## Stored data entries
--- Begin ---
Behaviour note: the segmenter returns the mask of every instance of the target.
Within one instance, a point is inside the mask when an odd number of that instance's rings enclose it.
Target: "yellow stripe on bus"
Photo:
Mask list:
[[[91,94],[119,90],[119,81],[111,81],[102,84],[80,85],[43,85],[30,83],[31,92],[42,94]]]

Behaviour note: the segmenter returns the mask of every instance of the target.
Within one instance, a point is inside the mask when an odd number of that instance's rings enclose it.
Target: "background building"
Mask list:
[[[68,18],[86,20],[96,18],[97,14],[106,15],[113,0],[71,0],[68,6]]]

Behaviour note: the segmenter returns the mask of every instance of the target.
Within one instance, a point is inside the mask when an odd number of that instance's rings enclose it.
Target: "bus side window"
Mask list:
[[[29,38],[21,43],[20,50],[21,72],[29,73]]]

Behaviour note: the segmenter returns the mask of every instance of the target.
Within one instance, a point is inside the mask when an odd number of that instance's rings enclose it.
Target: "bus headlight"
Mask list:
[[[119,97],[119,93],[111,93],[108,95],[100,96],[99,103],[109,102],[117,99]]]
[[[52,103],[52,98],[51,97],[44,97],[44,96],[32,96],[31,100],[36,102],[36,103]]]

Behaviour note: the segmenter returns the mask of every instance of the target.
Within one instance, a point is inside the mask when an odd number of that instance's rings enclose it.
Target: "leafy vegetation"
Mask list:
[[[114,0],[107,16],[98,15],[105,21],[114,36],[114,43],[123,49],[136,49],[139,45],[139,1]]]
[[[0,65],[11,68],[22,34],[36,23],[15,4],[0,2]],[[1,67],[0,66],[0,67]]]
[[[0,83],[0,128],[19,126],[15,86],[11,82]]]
--- End ---
## Written instruction
Write out every line of the records above again, requests included, scaling each coordinate in the answers by 0.6 and rounding to whole numbers, with halves rounded up. Keep the numbers in the requests as they are.

## Full solution
Behaviour note: the segmenter returns the mask of every instance of the target.
Within one instance, a point is inside the mask when an odd number of that instance's rings enclose it.
Target: "yellow stripe on bus"
Photo:
Mask list:
[[[55,56],[71,54],[71,49],[67,49],[61,50],[48,51],[26,51],[18,50],[19,55],[25,56]]]

Behaviour note: the segmenter returns the mask of every instance of the target.
Within one instance, a point is inside the mask when an odd number of that instance's rings enclose it.
Target: "background building"
Mask list:
[[[41,11],[52,12],[58,11],[58,8],[64,9],[68,0],[43,0],[41,4]]]

Behaviour note: the segmenter returns the mask of every instance of the target.
Within one instance, a point is inside the mask when an odd number of that instance's rings enclose it.
Target: "bus side window"
Mask list:
[[[17,23],[13,26],[12,30],[13,43],[17,44]]]

Behaviour note: the segmenter returns the mask of every instance of the target.
Within one instance, a point is inside the mask when an odd number of that instance's rings enclose it.
Target: "bus headlight"
Mask list:
[[[71,58],[71,56],[67,56],[65,57],[60,58],[59,62],[65,61],[70,59]]]
[[[31,62],[31,59],[31,58],[26,58],[26,58],[19,58],[19,60],[22,61],[22,62]]]

Behaviour note: the segmenter returns the mask of every instance of the target.
Within one instance, a point is inside the mask when an odd number of that instance's rings enclose it.
Target: "leafy vegetation"
Mask list:
[[[68,0],[64,10],[59,9],[63,13],[68,22],[68,26],[74,29],[82,29],[83,27],[83,1]]]
[[[0,39],[7,41],[13,20],[22,14],[9,2],[0,1]],[[1,40],[0,40],[0,40]]]
[[[0,50],[0,77],[11,76],[9,52],[7,49]]]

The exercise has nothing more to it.